--- Reading passage Enclosed Below ---

With its thatched cottages watched over by the Langeberg range, Montagu is a sleepy Route 62 getaway offering abundant outdoor activities and country charm at its purest. By James Bainbridge
1. Out and about
Montagu regularly scales its way on to lists of the world’s favourite climbing spots, with varied sports-climbing routes such as Legoland (so named because of its blocky appearance). The local climbing routes benefit from dependably dry weather, and are suitable for climbers from beginners to pros. The latter group can really test their mettle on Mazawattee, South Africa’s toughest. For climbing information and instruction, check out Montagu Rock Climbing and Climb ZA – both are run by local guides Justin and Riki Lawson. Much of the climbing takes place on the wrinkly sandstone and quartzite cliff faces overlooking Route 62 in Cogmanskloof, the dramatic pass in the Langeberg.
082 696 4067
2. Out and about
Established in 1851, Montagu is a spot full of history. Its thatched, white 19th-century buildings and national monuments house at least a weekend’s worth of museums and galleries. Start a historical tour in Cogmanskloof, the pass built by the great road engineer Thomas Bain. Here, Route 62 squeezes through South Africa’s oldest road tunnel – a rocky arch topped by a British fort dating to the South African War. In town, Montagu Museum and Art Gallery (cnr Long and Kohler streets) exhibits local artwork, including oils and etchings by the late François Krige, in a century-old KWV warehouse. Nearby, Joubert House (25 Long Street) is the town’s oldest dwelling, built in 1853, with a kitchen floor made of peach pips and beeswax.
023 614 1950, www.montagu.org.za
3. Out and about
Protea Farm, some 30 km north-west of Montagu, offers a novel way to see the Langeberg – from the back of a tractor. For 30 years, its specially customised tractor and trailer, both kitted out with seats and awnings, have chugged to 1 500m for wide views of the Koo and Robertson Valleys. The topography below is stunning in every season; highlights include spring blossoms, apple and pear orchards in autumn colours, and flowering proteas in the winter snow. The tractor trip (R120 pp) is offered on Wednesday and Saturday mornings, with the option of finishing off the outing with a hearty potjiekos (R120 pp extra).

--- End of Enclosed Reading passage ---

■ **Directions**:
**a)** Repeat the passage of the Montagu travel text from "082 696 4067" to "pips and beeswax." word for word.
**b)** Write the next part of the Montagu travel text, picking up after its final sentence.

--- Data extract Enclosed Below ---

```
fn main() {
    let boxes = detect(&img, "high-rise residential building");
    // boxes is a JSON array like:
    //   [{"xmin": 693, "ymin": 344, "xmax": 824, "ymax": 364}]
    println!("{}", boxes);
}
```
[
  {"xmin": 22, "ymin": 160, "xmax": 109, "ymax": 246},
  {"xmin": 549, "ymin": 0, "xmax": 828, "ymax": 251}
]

--- End of Enclosed Data extract ---

■ **Task-by-task results**:
**a)**
082 696 4067
2. Out and about
Established in 1851, Montagu is a spot full of history. Its thatched, white 19th-century buildings and national monuments house at least a weekend’s worth of museums and galleries. Start a historical tour in Cogmanskloof, the pass built by the great road engineer Thomas Bain. Here, Route 62 squeezes through South Africa’s oldest road tunnel – a rocky arch topped by a British fort dating to the South African War. In town, Montagu Museum and Art Gallery (cnr Long and Kohler streets) exhibits local artwork, including oils and etchings by the late François Krige, in a century-old KWV warehouse. Nearby, Joubert House (25 Long Street) is the town’s oldest dwelling, built in 1853, with a kitchen floor made of peach pips and beeswax.

**b)**
023 614 3012, proteafarm.co.za
4. Out and about
Pick up a free map from the tourism office on Bath Street and follow hiking trails deep into the Langeberg. When on the 15.6 km Bloupunt and 12.1 km Cogmanskloof trails, you should start nice and early, take all the precautions typically associated with exploring the wilderness, and buy a permit (R30 pp) from the Montagu Mountain Reserve reception in Joubert Park. The 2.2 km Badskloof trail, which follows the Keisie River between Joubert Park and the Avalon Springs resort, is an easy and tranquil walk, for which permits cost R15. Paths run through the fynbos of Montagu Nature Garden, while scenic strolls around town include Piet-se-Pad and the riverside Lovers’ Walk.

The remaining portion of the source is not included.